(Extracted data entries)
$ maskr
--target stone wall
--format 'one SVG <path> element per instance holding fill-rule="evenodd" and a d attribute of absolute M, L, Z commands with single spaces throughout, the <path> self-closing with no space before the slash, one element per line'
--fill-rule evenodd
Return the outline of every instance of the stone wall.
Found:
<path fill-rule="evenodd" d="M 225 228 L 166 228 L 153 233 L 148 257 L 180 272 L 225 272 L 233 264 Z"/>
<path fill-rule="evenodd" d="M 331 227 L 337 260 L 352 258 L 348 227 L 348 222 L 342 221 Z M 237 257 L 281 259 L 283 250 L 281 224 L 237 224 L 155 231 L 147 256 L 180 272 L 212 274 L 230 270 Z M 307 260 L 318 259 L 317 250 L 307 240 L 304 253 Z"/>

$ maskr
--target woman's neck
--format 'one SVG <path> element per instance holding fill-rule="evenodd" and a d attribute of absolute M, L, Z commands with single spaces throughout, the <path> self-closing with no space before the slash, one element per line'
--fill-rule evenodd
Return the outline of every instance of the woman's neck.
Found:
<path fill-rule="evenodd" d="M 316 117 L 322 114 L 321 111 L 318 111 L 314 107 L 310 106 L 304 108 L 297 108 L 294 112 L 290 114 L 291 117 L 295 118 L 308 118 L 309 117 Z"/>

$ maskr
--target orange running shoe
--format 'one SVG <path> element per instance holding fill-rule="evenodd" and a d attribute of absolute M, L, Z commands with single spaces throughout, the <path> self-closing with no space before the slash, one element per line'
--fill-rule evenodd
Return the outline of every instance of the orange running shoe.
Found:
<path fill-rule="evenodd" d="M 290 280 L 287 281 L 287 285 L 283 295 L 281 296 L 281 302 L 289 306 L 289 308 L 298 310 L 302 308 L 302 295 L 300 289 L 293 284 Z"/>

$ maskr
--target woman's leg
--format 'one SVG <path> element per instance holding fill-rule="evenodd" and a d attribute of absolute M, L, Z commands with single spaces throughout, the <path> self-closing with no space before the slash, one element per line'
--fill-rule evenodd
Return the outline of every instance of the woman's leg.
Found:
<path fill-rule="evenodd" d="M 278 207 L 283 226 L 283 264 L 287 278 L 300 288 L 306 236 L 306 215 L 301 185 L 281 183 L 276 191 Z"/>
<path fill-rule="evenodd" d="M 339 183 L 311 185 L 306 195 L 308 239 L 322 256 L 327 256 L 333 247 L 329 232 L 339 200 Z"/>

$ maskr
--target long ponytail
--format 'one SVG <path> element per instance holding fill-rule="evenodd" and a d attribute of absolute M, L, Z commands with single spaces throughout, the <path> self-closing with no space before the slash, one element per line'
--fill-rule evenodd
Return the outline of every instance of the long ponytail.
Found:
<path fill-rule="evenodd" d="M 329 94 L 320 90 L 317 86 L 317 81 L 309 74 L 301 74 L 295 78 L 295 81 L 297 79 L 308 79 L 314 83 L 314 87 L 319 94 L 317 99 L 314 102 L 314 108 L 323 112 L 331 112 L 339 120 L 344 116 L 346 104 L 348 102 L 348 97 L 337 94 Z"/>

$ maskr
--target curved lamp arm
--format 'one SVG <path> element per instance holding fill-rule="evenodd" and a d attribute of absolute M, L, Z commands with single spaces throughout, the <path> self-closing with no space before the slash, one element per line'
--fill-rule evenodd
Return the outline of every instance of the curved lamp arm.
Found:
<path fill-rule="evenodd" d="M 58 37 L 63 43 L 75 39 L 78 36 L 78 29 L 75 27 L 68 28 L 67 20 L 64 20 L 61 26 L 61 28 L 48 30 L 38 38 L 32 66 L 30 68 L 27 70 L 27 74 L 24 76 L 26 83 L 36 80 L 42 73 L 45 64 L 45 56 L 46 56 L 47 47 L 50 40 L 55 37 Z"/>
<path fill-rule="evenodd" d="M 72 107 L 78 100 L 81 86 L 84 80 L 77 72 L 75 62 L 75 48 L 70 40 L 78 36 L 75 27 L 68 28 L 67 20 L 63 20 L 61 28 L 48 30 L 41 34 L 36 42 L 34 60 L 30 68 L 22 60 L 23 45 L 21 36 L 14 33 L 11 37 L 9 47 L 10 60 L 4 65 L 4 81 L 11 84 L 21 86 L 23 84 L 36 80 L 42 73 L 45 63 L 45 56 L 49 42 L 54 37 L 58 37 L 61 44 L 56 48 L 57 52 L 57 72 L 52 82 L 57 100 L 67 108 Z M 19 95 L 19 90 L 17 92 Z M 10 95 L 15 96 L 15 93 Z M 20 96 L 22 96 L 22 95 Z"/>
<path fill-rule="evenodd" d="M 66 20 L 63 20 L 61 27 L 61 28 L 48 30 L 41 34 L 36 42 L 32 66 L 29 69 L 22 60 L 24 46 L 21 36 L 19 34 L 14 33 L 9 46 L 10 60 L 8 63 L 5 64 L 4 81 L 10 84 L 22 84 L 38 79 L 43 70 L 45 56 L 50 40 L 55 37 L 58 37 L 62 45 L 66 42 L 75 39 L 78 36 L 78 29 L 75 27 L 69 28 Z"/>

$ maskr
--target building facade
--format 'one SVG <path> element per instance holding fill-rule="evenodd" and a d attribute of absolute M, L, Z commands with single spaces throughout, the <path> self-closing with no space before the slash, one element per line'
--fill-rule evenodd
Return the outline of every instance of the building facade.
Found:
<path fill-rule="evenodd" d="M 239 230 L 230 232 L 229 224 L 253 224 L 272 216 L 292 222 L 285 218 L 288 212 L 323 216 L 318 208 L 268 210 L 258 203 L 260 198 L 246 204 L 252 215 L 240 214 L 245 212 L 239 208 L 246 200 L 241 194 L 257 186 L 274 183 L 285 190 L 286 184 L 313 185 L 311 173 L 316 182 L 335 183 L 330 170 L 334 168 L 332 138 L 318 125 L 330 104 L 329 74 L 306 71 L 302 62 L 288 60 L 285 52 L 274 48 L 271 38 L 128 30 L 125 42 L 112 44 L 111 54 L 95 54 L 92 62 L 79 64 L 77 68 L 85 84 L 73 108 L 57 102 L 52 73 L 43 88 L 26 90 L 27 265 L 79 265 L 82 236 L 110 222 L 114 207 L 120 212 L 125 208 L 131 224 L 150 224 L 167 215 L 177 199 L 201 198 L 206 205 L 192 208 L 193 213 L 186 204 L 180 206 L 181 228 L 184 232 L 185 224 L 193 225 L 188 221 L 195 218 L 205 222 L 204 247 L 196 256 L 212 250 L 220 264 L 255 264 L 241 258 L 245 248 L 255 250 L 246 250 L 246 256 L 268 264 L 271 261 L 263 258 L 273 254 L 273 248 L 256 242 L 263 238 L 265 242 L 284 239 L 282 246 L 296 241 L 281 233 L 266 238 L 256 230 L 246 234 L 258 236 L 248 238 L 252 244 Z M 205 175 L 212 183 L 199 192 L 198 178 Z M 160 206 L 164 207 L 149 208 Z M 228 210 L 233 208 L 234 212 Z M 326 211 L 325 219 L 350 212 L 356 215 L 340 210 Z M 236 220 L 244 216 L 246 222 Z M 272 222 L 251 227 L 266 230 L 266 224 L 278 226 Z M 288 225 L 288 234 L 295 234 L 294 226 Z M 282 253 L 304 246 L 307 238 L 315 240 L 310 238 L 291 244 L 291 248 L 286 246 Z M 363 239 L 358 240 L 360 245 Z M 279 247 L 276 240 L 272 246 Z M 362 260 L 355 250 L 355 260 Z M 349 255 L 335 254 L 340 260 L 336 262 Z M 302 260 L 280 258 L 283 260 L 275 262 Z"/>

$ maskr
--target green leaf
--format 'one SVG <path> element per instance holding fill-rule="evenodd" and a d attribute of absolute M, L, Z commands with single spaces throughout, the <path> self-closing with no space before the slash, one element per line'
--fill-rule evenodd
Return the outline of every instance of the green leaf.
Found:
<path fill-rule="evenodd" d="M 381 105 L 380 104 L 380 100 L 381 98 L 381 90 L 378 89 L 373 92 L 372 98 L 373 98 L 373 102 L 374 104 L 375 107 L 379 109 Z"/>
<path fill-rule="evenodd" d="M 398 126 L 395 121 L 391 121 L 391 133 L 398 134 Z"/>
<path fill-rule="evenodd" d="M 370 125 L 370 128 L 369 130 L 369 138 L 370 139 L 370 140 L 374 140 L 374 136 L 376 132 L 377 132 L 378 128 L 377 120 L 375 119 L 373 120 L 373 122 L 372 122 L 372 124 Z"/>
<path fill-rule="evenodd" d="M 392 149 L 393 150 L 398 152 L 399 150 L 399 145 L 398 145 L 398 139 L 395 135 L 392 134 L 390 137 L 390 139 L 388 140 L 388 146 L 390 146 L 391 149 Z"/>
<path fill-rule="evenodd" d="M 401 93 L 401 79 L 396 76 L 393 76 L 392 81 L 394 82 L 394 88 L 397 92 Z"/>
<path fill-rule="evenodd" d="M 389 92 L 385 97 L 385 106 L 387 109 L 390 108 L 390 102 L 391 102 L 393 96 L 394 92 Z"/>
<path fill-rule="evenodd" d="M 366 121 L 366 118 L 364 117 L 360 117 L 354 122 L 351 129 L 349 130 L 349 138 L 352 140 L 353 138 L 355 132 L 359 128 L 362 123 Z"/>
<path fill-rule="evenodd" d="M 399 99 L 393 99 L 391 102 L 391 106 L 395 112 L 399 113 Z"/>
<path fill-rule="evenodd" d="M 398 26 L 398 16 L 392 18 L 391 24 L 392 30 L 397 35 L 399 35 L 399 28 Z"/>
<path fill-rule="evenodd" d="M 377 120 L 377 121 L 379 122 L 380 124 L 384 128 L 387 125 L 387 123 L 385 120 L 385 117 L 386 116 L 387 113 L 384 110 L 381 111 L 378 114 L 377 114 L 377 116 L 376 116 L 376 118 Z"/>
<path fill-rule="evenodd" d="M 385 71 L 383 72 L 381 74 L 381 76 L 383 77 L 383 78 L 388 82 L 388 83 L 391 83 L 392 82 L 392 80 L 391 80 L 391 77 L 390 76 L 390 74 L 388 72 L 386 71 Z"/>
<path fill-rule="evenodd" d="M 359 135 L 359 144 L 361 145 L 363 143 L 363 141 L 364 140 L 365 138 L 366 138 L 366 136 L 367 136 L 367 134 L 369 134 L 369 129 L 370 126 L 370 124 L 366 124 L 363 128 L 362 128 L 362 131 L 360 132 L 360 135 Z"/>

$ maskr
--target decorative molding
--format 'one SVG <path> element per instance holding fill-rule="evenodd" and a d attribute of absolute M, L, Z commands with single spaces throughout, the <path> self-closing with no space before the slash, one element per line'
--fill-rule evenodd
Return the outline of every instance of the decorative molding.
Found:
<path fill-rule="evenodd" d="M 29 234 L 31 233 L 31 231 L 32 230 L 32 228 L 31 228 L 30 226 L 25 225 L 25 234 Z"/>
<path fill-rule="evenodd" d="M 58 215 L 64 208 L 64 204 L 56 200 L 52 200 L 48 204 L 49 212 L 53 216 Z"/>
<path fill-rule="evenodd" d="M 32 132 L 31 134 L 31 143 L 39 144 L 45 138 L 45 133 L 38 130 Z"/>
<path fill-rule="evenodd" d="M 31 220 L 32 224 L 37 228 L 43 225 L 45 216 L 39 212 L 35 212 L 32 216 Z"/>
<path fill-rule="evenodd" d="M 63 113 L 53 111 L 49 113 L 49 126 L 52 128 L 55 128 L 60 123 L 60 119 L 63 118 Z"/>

* EXERCISE PROMPT: Lay out the entries as a JSON list of strings, one string per line and blank lines left out, starting at the very first line and ending at the line that contains "290 280 L 287".

* EXERCISE OUTPUT:
[
  "$ maskr",
  "--target stone wall",
  "--format 'one SVG <path> element per instance holding fill-rule=\"evenodd\" and a d attribute of absolute M, L, Z commands with single spaces throughout, the <path> self-closing with no space before the slash, one element per line'",
  "--fill-rule evenodd",
  "Return the outline of every instance of the stone wall.",
  "Found:",
  "<path fill-rule=\"evenodd\" d=\"M 225 228 L 166 228 L 153 233 L 148 257 L 180 272 L 225 272 L 233 264 Z\"/>",
  "<path fill-rule=\"evenodd\" d=\"M 331 227 L 337 260 L 352 258 L 348 227 L 348 222 L 342 221 Z M 237 257 L 281 259 L 283 250 L 281 224 L 237 224 L 155 231 L 147 256 L 180 272 L 212 274 L 230 270 Z M 307 260 L 318 259 L 317 250 L 307 240 L 304 253 Z\"/>",
  "$ maskr",
  "--target woman's neck",
  "--format 'one SVG <path> element per instance holding fill-rule=\"evenodd\" and a d attribute of absolute M, L, Z commands with single spaces throughout, the <path> self-closing with no space before the slash, one element per line'",
  "--fill-rule evenodd",
  "Return the outline of every instance of the woman's neck.",
  "Found:",
  "<path fill-rule=\"evenodd\" d=\"M 316 117 L 322 114 L 321 111 L 318 111 L 314 107 L 310 106 L 304 108 L 297 108 L 294 112 L 290 114 L 291 117 L 295 118 L 308 118 L 309 117 Z\"/>",
  "$ maskr",
  "--target orange running shoe",
  "--format 'one SVG <path> element per instance holding fill-rule=\"evenodd\" and a d attribute of absolute M, L, Z commands with single spaces throughout, the <path> self-closing with no space before the slash, one element per line'",
  "--fill-rule evenodd",
  "Return the outline of every instance of the orange running shoe.",
  "Found:",
  "<path fill-rule=\"evenodd\" d=\"M 290 280 L 287 281 L 287 285 L 283 295 L 281 296 L 281 302 L 289 306 L 289 308 L 298 310 L 302 308 L 302 295 L 300 289 L 293 284 Z\"/>"
]